Required action
Given the listing below, write out exactly the lines starting with the line that has "positive clicks: (301, 208)" and going on through the line that has "positive clicks: (152, 380) (129, 304)", both kept.

Listed records
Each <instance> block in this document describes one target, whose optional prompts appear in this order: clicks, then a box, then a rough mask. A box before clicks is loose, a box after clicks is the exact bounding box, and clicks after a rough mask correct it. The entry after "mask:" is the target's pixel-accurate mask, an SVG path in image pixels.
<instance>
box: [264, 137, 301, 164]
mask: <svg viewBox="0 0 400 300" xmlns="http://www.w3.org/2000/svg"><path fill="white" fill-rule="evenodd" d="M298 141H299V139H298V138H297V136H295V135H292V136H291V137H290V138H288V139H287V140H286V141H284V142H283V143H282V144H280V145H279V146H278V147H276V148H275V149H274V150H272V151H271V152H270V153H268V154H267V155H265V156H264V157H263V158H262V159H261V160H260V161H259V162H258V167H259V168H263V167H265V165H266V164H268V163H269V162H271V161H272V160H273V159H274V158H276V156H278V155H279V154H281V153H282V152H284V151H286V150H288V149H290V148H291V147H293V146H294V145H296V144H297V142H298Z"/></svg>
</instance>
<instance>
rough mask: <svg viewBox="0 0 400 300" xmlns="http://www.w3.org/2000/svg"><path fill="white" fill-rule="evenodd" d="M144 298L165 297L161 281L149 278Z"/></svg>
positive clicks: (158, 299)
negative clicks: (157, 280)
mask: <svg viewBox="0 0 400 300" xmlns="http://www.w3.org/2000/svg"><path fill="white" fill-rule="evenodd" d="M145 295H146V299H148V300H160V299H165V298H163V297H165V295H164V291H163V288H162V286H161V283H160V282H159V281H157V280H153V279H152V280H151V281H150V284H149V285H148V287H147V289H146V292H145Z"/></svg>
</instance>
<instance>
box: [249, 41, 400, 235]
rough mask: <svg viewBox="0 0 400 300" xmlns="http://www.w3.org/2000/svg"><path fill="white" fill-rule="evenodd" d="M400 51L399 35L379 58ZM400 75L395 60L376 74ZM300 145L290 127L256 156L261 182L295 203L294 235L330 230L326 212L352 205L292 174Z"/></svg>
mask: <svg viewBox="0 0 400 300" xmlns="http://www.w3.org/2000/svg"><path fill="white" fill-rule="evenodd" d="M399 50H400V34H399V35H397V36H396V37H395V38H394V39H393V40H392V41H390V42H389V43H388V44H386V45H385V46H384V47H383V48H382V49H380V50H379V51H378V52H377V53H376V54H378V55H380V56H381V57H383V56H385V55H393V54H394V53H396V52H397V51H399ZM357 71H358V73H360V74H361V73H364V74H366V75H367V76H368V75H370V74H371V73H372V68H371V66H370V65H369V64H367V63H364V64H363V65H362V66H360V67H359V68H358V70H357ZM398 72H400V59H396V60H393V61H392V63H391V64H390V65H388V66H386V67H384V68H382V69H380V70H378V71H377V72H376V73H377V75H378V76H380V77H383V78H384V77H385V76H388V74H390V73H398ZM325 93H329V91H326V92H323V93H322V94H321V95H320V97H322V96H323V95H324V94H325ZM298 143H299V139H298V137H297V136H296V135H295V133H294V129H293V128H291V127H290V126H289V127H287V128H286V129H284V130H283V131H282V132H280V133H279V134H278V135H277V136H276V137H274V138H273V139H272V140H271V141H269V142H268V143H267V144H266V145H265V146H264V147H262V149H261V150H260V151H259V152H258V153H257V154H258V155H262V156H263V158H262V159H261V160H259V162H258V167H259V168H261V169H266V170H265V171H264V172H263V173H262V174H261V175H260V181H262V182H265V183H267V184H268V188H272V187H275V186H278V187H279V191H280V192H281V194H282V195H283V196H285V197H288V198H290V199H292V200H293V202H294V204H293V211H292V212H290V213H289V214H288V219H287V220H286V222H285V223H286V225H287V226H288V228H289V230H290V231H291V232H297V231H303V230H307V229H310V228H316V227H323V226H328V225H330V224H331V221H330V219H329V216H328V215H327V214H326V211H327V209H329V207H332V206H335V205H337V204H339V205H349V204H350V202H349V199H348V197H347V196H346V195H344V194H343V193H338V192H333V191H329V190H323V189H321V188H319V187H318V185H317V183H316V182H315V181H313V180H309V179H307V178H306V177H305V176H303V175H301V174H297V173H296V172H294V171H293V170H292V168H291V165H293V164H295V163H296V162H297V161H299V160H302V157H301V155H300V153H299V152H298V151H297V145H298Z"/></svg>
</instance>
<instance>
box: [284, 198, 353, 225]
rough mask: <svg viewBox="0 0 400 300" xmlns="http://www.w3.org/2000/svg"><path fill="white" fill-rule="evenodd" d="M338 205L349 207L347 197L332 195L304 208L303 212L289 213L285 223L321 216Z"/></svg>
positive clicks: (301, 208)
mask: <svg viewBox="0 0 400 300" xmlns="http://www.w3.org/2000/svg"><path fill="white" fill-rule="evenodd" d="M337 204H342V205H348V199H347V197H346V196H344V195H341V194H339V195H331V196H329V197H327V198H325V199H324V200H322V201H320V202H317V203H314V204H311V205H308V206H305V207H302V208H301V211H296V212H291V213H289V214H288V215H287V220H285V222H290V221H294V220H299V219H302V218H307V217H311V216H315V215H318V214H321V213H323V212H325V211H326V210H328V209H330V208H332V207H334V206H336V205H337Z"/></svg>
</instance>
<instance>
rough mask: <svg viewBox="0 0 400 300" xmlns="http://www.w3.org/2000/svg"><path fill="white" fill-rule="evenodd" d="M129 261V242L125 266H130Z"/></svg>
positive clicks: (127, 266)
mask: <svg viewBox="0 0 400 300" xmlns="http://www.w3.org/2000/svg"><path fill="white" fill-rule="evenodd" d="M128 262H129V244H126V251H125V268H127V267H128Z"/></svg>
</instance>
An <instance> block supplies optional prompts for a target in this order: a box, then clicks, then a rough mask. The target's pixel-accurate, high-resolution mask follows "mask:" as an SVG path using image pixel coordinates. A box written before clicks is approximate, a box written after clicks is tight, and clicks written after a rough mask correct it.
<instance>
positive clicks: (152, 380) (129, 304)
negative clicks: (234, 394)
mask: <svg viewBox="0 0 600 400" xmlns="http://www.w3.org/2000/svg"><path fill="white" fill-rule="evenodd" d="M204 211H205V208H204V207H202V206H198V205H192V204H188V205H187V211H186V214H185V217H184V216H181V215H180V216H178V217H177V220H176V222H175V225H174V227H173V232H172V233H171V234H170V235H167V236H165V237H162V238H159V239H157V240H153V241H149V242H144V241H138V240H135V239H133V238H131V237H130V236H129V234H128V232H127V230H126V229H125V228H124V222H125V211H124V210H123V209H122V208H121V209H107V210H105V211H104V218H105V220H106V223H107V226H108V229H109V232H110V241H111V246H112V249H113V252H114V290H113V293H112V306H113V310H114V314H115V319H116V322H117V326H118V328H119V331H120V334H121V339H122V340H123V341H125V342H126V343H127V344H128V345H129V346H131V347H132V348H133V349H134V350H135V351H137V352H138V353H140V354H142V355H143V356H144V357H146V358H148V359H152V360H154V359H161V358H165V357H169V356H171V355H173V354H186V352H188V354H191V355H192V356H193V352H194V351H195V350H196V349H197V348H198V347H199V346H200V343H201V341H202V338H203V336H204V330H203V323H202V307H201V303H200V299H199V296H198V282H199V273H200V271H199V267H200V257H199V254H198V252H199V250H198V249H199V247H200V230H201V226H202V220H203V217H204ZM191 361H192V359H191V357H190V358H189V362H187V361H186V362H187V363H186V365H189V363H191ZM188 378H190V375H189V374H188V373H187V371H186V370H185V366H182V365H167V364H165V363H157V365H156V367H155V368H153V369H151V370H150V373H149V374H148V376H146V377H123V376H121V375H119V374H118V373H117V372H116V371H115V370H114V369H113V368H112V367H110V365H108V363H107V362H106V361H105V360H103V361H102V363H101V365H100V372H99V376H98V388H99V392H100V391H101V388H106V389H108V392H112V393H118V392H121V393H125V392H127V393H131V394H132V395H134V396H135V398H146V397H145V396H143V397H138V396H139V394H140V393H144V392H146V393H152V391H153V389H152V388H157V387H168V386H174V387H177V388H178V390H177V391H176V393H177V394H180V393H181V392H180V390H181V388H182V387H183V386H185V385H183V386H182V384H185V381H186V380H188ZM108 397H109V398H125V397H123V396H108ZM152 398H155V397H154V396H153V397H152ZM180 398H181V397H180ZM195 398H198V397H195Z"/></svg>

Solution to the exercise
positive clicks: (301, 208)
mask: <svg viewBox="0 0 400 300" xmlns="http://www.w3.org/2000/svg"><path fill="white" fill-rule="evenodd" d="M337 204H342V205H348V199H347V197H346V196H344V195H341V194H339V195H331V196H329V197H327V198H325V199H324V200H322V201H320V202H317V203H314V204H311V205H308V206H305V207H302V208H301V211H296V212H291V213H289V214H288V215H287V220H285V222H290V221H294V220H299V219H302V218H307V217H311V216H315V215H318V214H321V213H323V212H325V211H326V210H328V209H330V208H332V207H334V206H336V205H337Z"/></svg>
</instance>
<instance>
rough mask: <svg viewBox="0 0 400 300" xmlns="http://www.w3.org/2000/svg"><path fill="white" fill-rule="evenodd" d="M129 261V242L125 266H130Z"/></svg>
positive clicks: (127, 266)
mask: <svg viewBox="0 0 400 300" xmlns="http://www.w3.org/2000/svg"><path fill="white" fill-rule="evenodd" d="M128 262H129V244H126V251H125V268H127V267H128Z"/></svg>
</instance>
An <instance> block supplies optional prompts for a target in this order: a box, then clicks, then a rough mask. The target's pixel-accurate, high-resolution mask follows "mask:" as an SVG path using image pixel coordinates. A box written before clicks is approximate, a box written after clicks is tight, and clicks written after a rough mask correct it.
<instance>
positive clicks: (152, 380) (129, 304)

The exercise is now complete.